■ What to produce
Starting with the line that contains "Note: identify the fish mouth" and continuing through the end of the listing below, copy every line again with -87 added to each number in the answer point coordinates. Leave the pictures out.

■ Entries shown

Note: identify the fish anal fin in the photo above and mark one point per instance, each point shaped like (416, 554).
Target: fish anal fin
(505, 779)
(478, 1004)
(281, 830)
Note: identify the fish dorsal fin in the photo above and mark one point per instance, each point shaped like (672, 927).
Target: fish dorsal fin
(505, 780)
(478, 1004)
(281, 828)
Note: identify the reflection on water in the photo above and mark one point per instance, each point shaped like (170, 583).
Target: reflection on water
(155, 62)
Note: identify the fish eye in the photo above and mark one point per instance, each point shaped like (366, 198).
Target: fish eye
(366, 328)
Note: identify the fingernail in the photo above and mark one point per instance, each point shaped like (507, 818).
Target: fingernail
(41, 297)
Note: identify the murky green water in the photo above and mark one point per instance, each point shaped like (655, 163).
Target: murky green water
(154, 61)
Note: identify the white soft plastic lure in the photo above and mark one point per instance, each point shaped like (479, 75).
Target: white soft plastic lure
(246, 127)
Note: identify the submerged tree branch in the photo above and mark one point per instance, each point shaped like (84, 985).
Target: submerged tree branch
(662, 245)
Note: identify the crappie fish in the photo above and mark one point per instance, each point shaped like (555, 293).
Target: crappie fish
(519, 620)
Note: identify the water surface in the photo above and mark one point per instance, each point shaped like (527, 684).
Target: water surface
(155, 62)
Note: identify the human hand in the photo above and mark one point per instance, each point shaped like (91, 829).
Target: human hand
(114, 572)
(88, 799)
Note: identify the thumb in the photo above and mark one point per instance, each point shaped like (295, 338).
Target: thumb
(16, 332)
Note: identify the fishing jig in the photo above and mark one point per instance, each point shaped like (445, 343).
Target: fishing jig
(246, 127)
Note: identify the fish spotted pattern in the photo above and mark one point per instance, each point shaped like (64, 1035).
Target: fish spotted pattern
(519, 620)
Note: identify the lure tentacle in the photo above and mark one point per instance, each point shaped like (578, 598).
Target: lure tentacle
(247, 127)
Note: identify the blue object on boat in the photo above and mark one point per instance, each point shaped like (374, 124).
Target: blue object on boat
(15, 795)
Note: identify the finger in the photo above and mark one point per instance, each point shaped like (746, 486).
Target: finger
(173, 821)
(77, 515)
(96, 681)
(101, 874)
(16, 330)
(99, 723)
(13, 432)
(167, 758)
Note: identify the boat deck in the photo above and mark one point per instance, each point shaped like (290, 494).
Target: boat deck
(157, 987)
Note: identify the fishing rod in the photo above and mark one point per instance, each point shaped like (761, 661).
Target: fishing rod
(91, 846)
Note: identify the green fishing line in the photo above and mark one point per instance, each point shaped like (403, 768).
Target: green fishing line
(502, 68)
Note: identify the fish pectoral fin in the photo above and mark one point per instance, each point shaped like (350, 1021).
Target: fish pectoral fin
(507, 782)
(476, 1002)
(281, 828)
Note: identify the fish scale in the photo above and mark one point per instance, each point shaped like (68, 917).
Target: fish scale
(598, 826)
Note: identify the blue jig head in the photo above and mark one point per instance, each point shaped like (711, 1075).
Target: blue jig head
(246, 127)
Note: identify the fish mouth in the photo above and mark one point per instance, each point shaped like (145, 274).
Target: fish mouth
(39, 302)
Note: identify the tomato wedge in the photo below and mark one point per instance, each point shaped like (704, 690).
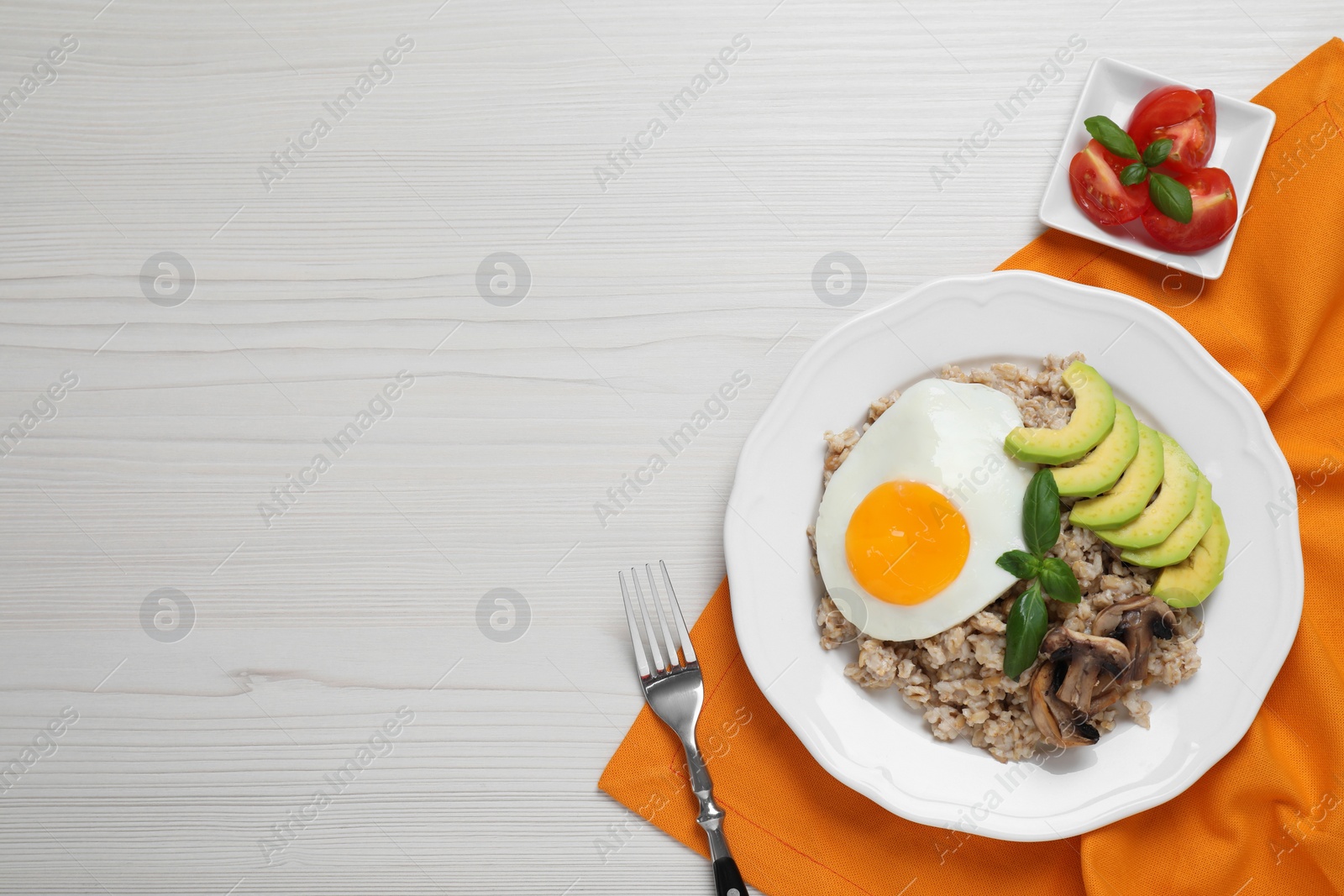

■ Task answer
Note: identify the fish mouth in the photo above and mark one point per instance, each point shaped like (145, 274).
Target: fish mouth
(-48, 215)
Note: identify the tomato wedge in the photo below and mark one point per instance, each point shaped like (704, 690).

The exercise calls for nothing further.